What is expected: A picture-free, exact copy of all the records below is the goal.

The data:
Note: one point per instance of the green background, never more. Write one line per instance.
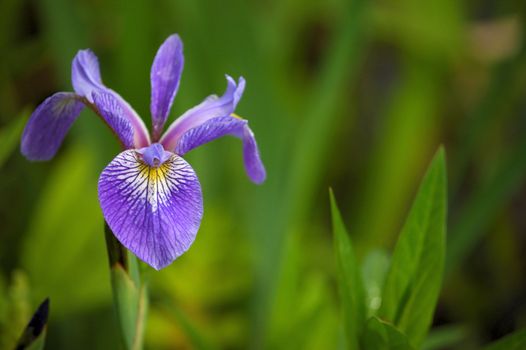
(354, 95)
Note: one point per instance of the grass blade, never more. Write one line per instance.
(415, 277)
(382, 335)
(514, 341)
(349, 279)
(34, 335)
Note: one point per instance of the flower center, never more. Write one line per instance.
(154, 155)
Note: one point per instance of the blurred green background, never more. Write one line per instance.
(356, 95)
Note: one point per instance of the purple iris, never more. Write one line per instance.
(150, 196)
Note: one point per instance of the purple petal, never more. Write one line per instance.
(155, 212)
(86, 80)
(85, 74)
(110, 109)
(211, 107)
(165, 76)
(154, 155)
(221, 126)
(49, 124)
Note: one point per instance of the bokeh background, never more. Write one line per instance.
(354, 95)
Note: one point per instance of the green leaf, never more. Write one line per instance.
(415, 277)
(65, 231)
(10, 135)
(445, 337)
(374, 272)
(349, 279)
(382, 335)
(34, 335)
(131, 304)
(129, 294)
(514, 341)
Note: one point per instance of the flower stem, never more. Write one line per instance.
(129, 293)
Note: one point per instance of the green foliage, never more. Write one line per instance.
(59, 235)
(351, 94)
(349, 280)
(514, 341)
(415, 277)
(15, 309)
(130, 295)
(382, 335)
(34, 335)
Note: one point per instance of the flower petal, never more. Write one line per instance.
(110, 109)
(155, 212)
(49, 124)
(211, 107)
(85, 74)
(221, 126)
(86, 80)
(165, 76)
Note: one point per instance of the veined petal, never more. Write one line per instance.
(110, 109)
(211, 107)
(85, 74)
(165, 76)
(221, 126)
(49, 124)
(155, 212)
(86, 80)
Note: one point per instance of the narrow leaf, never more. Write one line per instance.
(415, 277)
(382, 335)
(374, 271)
(129, 294)
(34, 335)
(349, 279)
(514, 341)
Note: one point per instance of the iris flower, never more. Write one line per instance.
(150, 196)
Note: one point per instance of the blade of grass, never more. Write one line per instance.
(414, 280)
(349, 279)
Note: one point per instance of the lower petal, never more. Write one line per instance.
(49, 124)
(155, 212)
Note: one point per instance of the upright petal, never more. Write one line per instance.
(211, 107)
(86, 80)
(165, 76)
(110, 109)
(221, 126)
(155, 212)
(85, 74)
(49, 124)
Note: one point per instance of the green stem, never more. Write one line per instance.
(130, 295)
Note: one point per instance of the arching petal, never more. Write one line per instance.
(165, 76)
(86, 80)
(155, 212)
(49, 124)
(221, 126)
(211, 107)
(113, 115)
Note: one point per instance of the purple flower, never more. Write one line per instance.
(150, 196)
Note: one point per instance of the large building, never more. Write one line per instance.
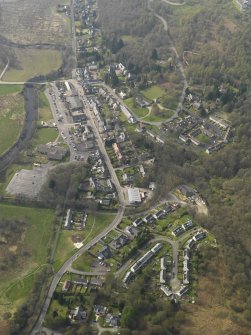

Exercise result:
Note: one point per instance of the green background, never more. Write one line per instance.
(354, 95)
Note: one point per instance of the grass blade, never more. Write one line per instance.
(415, 277)
(382, 335)
(514, 341)
(349, 279)
(34, 335)
Note: one point per instance of the flower center, never more. Write one line per instance.
(154, 155)
Note: one point per instance of the blurred green background, never more. Write one line per instance.
(356, 95)
Note: one point per instance of the purple iris, never more. Write one line per instance.
(150, 196)
Note: one point per instance of the purple petal, never more. Write one line per instance.
(155, 212)
(86, 80)
(85, 74)
(110, 109)
(211, 107)
(165, 76)
(154, 155)
(221, 126)
(49, 124)
Note: one point per instance of the bokeh background, never more. Write one line per instance.
(354, 95)
Note: one point per instance of the green leaf, never more. Write one line per instance.
(415, 277)
(65, 231)
(10, 135)
(445, 337)
(374, 272)
(349, 279)
(382, 335)
(34, 335)
(131, 304)
(129, 294)
(514, 341)
Note: one point per instance of the flower stem, never more. Write one line per instance.
(129, 293)
Note: one point per instance of the green foliage, never more. Write one line per instance.
(59, 235)
(351, 94)
(349, 280)
(514, 341)
(415, 277)
(15, 309)
(130, 295)
(382, 335)
(34, 335)
Note: one point per instance of the flower petal, never more. Write one line per instance.
(110, 109)
(155, 212)
(49, 124)
(211, 107)
(85, 74)
(221, 126)
(86, 80)
(165, 76)
Note: one point per instance of the veined petal, never more. Write one line per instance.
(110, 109)
(211, 107)
(85, 74)
(165, 76)
(221, 126)
(49, 124)
(155, 212)
(86, 80)
Note: one point per instance of the narrow leaf, never more. Write one line per instance.
(415, 277)
(382, 335)
(374, 271)
(129, 294)
(34, 335)
(349, 279)
(514, 341)
Note: one point per instance of the iris flower, never more. Write one line per instance.
(150, 196)
Note: one point per instance of the blade of grass, never more. Write one line per instance.
(414, 280)
(349, 279)
Note: one point per instance of the lower petal, never more. Write one line per instance.
(49, 124)
(155, 212)
Note: one point per instance of the upright petal, never more. Write one line per instance.
(211, 107)
(86, 80)
(165, 76)
(110, 109)
(221, 126)
(155, 212)
(85, 74)
(49, 124)
Note: one point per instance of the green stem, never more. Write one line per instance.
(130, 295)
Note: one point per instance of the arching petal, never more. Write one line per instance.
(165, 76)
(86, 80)
(155, 212)
(49, 124)
(221, 126)
(211, 107)
(113, 115)
Note: one point per instance of the purple flower, never more. Write one line per instance.
(150, 196)
Note: one point per instance of the large building, never more. Write one line per instance.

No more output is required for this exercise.